### [GOAL]
Report each line of the data below that contains the word "mountain", copying the whole line, and treat uppercase and lowercase as different.
^^^^^^^^
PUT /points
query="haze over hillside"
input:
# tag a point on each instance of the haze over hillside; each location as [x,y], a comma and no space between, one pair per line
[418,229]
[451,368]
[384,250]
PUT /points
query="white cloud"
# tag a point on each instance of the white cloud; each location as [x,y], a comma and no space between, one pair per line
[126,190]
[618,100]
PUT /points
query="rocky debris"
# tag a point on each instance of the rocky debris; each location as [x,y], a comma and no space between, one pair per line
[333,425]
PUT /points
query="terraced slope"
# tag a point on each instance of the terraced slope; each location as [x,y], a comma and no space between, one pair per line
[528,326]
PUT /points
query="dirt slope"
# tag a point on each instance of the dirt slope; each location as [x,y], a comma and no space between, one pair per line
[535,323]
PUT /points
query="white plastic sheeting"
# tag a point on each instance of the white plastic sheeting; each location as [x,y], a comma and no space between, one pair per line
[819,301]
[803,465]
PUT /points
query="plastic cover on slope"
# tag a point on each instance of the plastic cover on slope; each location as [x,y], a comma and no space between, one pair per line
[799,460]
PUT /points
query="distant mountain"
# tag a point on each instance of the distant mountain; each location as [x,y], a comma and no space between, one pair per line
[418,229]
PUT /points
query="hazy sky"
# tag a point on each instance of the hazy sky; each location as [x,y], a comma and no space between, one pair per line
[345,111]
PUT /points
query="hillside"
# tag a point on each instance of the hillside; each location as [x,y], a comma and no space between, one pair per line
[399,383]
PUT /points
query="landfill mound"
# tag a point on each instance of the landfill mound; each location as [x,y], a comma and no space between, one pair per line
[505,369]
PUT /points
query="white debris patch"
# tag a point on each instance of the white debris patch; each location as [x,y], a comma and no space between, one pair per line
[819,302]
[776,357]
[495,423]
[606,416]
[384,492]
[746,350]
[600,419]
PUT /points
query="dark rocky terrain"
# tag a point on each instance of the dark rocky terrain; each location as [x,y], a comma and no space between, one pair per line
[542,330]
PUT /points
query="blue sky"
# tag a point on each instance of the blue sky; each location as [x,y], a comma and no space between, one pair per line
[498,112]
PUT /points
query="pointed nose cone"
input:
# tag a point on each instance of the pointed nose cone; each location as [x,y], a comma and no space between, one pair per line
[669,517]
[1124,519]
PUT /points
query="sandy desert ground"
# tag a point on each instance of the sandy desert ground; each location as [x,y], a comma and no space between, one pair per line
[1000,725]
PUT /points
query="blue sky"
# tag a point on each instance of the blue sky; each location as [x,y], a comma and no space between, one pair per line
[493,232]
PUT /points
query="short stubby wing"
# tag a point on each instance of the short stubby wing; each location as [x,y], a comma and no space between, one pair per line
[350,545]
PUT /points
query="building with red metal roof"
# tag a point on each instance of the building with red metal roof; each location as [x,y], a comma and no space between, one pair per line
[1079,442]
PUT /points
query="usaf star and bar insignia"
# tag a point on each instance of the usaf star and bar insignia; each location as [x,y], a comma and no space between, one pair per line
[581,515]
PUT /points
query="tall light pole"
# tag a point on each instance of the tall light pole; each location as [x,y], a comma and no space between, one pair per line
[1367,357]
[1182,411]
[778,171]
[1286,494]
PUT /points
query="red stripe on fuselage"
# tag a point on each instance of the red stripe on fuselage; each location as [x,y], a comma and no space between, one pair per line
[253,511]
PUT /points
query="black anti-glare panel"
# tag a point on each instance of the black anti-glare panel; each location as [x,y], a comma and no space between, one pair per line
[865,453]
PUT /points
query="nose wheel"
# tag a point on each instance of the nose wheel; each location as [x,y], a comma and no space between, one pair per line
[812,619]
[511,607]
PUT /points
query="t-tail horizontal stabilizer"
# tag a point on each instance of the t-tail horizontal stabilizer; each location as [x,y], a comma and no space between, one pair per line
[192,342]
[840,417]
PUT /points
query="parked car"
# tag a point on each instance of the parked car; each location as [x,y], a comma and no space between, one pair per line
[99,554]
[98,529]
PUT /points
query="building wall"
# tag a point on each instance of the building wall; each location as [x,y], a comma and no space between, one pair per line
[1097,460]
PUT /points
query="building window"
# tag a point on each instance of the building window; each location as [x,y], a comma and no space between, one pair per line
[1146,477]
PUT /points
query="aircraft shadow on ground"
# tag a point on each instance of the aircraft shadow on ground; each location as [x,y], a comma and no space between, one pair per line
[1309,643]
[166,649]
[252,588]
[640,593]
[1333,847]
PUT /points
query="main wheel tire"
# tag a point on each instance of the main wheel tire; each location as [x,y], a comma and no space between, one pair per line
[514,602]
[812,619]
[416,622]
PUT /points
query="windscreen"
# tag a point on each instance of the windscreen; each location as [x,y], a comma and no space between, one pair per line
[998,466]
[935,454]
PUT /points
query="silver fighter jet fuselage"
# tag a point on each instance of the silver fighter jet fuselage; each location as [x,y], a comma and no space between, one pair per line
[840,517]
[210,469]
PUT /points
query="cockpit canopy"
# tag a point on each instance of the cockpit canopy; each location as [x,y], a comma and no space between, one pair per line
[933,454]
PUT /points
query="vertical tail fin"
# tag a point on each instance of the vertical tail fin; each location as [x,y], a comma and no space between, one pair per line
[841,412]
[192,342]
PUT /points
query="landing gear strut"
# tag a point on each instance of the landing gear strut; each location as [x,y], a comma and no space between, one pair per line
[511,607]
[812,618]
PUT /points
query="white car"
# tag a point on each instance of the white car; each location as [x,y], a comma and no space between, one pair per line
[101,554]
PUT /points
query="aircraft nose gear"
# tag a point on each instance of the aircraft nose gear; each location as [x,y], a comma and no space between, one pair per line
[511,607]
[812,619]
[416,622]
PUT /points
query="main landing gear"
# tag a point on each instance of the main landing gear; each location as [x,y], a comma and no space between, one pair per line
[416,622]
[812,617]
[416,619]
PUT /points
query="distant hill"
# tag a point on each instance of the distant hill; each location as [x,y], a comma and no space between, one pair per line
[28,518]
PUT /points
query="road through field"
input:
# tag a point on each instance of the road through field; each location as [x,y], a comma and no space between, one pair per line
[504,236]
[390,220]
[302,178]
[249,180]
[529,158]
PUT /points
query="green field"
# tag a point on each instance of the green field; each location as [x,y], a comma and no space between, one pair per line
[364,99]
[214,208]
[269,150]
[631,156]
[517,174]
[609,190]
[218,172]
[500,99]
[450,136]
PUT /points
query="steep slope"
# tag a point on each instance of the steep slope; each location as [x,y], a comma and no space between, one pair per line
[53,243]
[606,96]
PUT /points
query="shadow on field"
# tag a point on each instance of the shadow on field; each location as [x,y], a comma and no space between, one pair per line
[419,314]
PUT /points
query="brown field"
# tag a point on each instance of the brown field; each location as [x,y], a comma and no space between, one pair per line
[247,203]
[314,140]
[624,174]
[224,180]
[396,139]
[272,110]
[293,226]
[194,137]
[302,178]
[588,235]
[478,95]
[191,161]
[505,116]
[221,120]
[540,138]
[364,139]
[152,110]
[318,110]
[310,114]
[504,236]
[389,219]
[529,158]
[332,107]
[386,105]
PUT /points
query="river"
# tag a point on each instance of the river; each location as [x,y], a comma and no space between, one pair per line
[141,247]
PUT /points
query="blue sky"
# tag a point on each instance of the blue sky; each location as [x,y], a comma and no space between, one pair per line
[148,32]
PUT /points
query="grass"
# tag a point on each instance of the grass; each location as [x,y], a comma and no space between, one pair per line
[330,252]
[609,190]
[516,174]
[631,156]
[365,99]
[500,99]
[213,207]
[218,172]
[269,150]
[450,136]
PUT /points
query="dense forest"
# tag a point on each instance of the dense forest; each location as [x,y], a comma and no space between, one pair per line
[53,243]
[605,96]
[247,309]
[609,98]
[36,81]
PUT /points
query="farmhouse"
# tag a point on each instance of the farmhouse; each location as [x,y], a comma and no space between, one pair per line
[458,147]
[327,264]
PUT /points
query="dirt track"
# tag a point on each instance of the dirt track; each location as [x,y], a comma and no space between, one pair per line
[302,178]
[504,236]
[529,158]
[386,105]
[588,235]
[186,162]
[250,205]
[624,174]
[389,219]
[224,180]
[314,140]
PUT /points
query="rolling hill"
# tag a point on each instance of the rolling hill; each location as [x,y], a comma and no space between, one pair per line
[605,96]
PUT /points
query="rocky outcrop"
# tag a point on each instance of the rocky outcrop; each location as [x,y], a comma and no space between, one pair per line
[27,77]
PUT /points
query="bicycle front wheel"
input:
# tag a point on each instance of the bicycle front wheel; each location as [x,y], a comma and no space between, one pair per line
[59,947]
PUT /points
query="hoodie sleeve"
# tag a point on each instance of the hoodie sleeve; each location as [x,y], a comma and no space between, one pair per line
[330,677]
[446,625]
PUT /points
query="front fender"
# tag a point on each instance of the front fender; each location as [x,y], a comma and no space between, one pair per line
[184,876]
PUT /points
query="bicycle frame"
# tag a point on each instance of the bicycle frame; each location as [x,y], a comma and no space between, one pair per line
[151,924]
^^^^^^^^
### [THE REPLY]
query="distant mountain"
# tag a point on each instance of the distant mountain; each location as [x,y], a comma and no space between, one pair per line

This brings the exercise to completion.